* Tarefa a realizar *
Responda às perguntas seguintes com base no texto sobre a inconstitucionalidade orgânica do Decreto-Lei n.º 254/92, numerando as respostas do mesmo modo.
1. Para que tribunal tinha sido interposto recurso quando o juiz proferiu o despacho de recusa?
2. Que entidade recorreu desse despacho de recusa?
3. Segundo o texto, por que razão houve dispensa de vistos?

* Texto *
Tendo recorrido para o Tribunal Judicial da Comarca de Mondim de Basto, foi, na audiência documentada na acta de fls. 32/34, proferido pelo Mmº Juiz o seguinte despacho de recusa do citado artigo 16º nº 1 alínea b), ora recorrido pelo Ministério Público (alínea a) do nº 1 do artigo 70º da Lei nº
28/82, de 15 de Novembro) para este Tribunal :
Vem imputada ao arguido a prática de uma contra-ordenação prevista e punida pelo Artº16º, nº 1, al. b) do Dec-Lei nº 254/92 de 10/11. Trata-se de um diploma legislativo produzido pelo Governo nos termos do disposto na al. a), nº 1 do Artº 201º da Constituição da República Portuguesa, conforme consta do seu próprio preâmbulo. A definição dos actos ilícitos de mera ordenação social (como é o caso dos ilícitos contra-ordenacionais), constitui matéria de reserva relativa da competência legislativa da Assembleia da República, nos termos do disposto no Artº 168º, nº 1, al. d) da Constituição da República Portuguesa. Como tal, o Governo só poderia fazer Decreto-Lei sob esta matéria mediante autorização da Assembleia da República, nos termos do disposto no Artº 201º, al. b) da Constituição da República. Como o diploma que prevê e pune a contra-ordenação imputada ao arguido não foi precedido de competente autorização legislativa por parte da Assembleia da República, está viciado por inconstitucionalidade orgânica - Artº 277º da Constituição da República Portuguesa. Deste modo, recuso a aplicação do disposto no Artº 16º, nº1, al. b) do Dec-Lei
254/92, de 22/11, por ser inconstitucional (organicamente). Não podendo aplicar a norma que prevê e pune como contra-ordenação o facto imputado ao arguido, não pode este ser condenado. Em face do exposto fica prejudicado o conhecimento do mérito do objecto do presente recurso e, em consequência, absolvo o arguido A.'.
O Exmº Procurador-Geral Adjunto aqui em exercício, nas suas alegações de fls. 38/42, pugna pelo provimento do recurso.
Com dispensa de vistos, dada a natureza simples da questão a decidir, cumpre apreciar a invocada inconstitucionalidade orgânica do artigo
16.º nº 1 alínea b) do DL nº 254/92.
II FUNDAMENTAÇÃO
2. Considera a decisão recorrida que a norma que define como contra-ordenação a não sujeição à pertinente inspecção periódica de um veículo
(o artigo 16º nº 1 alínea b) do DL nº 254/92, por referência ao artigo 1º nº 2 do mesmo diploma) é organicamente inconstitucional, por alegado desrespeito da reserva relativa de competência da Assembleia da República, contida na alínea d) do nº 1 do artigo 168º da Constituição ('Regime geral de punição das infracções disciplinares, bem como dos actos ilícitos de mera ordenação social e do respectivo processo').

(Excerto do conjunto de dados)

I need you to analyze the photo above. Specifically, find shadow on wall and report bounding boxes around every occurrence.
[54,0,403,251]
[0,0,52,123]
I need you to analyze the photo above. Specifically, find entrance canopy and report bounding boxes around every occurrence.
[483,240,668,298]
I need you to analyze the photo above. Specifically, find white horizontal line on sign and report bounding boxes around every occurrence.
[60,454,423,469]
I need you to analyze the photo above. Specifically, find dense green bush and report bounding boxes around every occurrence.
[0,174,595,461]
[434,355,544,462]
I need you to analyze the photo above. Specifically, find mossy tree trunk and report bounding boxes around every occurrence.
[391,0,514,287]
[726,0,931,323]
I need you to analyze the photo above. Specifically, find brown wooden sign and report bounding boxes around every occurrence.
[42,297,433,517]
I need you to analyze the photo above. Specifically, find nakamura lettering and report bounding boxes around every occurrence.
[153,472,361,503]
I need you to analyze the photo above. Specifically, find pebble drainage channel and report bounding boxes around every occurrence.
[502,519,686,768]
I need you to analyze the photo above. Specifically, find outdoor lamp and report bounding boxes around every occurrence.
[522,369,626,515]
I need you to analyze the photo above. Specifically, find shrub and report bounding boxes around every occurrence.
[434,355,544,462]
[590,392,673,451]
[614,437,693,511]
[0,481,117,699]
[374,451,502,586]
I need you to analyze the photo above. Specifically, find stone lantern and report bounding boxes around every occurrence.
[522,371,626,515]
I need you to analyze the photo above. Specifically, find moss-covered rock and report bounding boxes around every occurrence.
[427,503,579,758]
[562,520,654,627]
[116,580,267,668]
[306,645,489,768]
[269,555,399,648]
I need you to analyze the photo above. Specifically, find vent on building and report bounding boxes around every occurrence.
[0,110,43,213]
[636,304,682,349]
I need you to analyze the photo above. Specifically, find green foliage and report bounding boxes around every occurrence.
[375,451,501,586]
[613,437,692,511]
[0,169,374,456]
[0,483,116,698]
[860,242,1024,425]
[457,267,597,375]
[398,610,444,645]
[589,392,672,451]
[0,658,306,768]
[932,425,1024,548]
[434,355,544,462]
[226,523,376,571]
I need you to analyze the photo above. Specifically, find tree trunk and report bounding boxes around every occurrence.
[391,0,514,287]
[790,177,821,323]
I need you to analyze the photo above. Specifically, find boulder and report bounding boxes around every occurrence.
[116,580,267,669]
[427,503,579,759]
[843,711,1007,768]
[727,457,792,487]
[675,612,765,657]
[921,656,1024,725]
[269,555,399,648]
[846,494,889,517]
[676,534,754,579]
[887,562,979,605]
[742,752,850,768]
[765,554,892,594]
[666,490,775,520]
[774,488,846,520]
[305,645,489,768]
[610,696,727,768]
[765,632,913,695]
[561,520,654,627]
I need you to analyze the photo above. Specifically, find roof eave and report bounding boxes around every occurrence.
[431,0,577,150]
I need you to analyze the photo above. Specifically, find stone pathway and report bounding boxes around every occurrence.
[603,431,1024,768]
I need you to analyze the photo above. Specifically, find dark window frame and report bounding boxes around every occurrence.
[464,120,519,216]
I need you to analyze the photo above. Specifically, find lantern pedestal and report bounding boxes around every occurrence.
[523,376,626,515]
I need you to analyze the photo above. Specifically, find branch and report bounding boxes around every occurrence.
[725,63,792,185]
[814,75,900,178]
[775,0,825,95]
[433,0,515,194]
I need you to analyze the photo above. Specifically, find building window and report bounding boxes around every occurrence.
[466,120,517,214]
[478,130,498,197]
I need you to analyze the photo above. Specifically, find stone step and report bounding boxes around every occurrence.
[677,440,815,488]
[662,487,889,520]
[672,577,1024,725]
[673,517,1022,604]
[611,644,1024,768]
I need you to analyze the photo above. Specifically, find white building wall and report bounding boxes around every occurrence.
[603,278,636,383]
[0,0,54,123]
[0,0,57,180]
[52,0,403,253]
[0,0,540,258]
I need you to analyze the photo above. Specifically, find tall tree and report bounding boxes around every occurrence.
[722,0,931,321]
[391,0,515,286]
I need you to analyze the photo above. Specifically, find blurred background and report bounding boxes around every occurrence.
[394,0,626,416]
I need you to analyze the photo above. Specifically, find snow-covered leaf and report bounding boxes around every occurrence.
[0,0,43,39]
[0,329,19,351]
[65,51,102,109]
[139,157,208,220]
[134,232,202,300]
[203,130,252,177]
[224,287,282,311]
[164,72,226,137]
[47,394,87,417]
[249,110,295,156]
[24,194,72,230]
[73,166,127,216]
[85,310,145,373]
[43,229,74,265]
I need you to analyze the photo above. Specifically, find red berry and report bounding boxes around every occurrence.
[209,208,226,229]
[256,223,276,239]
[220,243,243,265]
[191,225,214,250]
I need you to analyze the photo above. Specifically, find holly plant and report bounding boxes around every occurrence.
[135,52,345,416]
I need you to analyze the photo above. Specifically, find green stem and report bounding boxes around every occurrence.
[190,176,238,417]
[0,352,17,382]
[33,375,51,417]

* Resposta à tarefa *
1. Para o Tribunal Judicial da Comarca de Mondim de Basto.
2. O Ministério Público.
3. Dada a natureza simples da questão a decidir.